Exercise brief> Copy the listing below word for word, keeping every line in its original order.

Items>
※
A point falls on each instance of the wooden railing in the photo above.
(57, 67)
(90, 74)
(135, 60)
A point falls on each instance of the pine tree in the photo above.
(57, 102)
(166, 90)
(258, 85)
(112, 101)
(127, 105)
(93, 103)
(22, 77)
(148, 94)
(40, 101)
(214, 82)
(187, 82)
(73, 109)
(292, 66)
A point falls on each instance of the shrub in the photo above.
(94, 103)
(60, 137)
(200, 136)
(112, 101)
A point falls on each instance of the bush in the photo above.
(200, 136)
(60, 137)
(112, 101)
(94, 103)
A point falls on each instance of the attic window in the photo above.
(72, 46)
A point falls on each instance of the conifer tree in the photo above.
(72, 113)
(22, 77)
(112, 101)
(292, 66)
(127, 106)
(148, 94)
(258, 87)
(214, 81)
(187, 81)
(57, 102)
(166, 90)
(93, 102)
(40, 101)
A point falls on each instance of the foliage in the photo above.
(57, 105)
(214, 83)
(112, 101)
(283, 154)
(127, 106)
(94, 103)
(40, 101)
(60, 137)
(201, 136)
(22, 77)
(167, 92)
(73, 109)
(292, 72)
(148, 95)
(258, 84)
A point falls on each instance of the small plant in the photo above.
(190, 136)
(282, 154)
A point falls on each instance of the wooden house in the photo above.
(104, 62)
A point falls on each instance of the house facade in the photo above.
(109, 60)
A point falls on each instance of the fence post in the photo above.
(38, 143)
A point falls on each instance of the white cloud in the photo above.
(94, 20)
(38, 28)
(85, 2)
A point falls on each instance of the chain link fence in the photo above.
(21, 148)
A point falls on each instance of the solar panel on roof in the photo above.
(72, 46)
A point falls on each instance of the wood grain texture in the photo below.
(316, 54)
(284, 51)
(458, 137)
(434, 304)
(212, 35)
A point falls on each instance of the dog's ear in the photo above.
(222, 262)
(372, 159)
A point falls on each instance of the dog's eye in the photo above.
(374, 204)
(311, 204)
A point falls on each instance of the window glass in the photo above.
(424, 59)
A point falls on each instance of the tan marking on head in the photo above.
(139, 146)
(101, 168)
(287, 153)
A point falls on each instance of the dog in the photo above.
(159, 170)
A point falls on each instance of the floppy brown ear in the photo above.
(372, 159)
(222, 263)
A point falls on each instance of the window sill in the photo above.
※
Complete output>
A point falls on each instance of the wooden railing in the photo above.
(57, 67)
(90, 74)
(135, 60)
A point falls on each instance of the pine tree in the photo above.
(57, 102)
(166, 90)
(258, 85)
(112, 101)
(127, 105)
(93, 103)
(22, 77)
(148, 94)
(40, 101)
(214, 82)
(187, 82)
(73, 109)
(292, 66)
A point falls on each instance of the shrub in the photo above.
(94, 103)
(60, 137)
(200, 136)
(112, 101)
A point falls on each instance of the bush in the photo above.
(200, 136)
(60, 137)
(112, 101)
(94, 103)
A point falls on each instance of the attic window in the photo above.
(72, 46)
A point falls on each instance of the conifer tree in the photo above.
(72, 113)
(22, 77)
(112, 101)
(292, 66)
(127, 106)
(148, 94)
(258, 87)
(214, 81)
(187, 81)
(57, 102)
(166, 90)
(93, 102)
(40, 101)
A point falls on each instance of the foliage in the photo above.
(57, 105)
(214, 83)
(112, 101)
(283, 154)
(127, 106)
(94, 103)
(40, 101)
(60, 137)
(201, 136)
(22, 77)
(167, 92)
(73, 109)
(292, 72)
(148, 95)
(258, 84)
A point falls on each instance of the small plant in the photo above.
(190, 136)
(282, 154)
A point falls on each instance of the wooden house in the photo above.
(104, 62)
A point falls on each instance of the house facade in the photo above.
(109, 60)
A point falls on each instance of the fence post in the photo above.
(38, 143)
A point falls on each instance of the white cloud in the photo above.
(94, 20)
(38, 28)
(85, 2)
A point falls on each instance of the chain link fence in the photo above.
(21, 148)
A point falls on each instance of the solar panel on roof in the photo above.
(72, 46)
A point falls on each instance of the wood grain texture in the photo below.
(316, 54)
(284, 51)
(458, 137)
(434, 304)
(212, 35)
A point falls on each instance of the dog's ear in the photo above.
(222, 262)
(372, 159)
A point falls on each instance of the dog's eye in the photo above.
(374, 204)
(311, 204)
A point falls on each instance of the window glass in the photo above.
(424, 59)
A point falls on each instance of the tan marking on head in the photo above.
(139, 146)
(101, 168)
(287, 153)
A point falls on each instance of the dog in the photo above.
(159, 170)
A point falls on each instance of the floppy brown ear in the photo above.
(372, 159)
(222, 263)
A point falls on each instance of the window sill in the photo above.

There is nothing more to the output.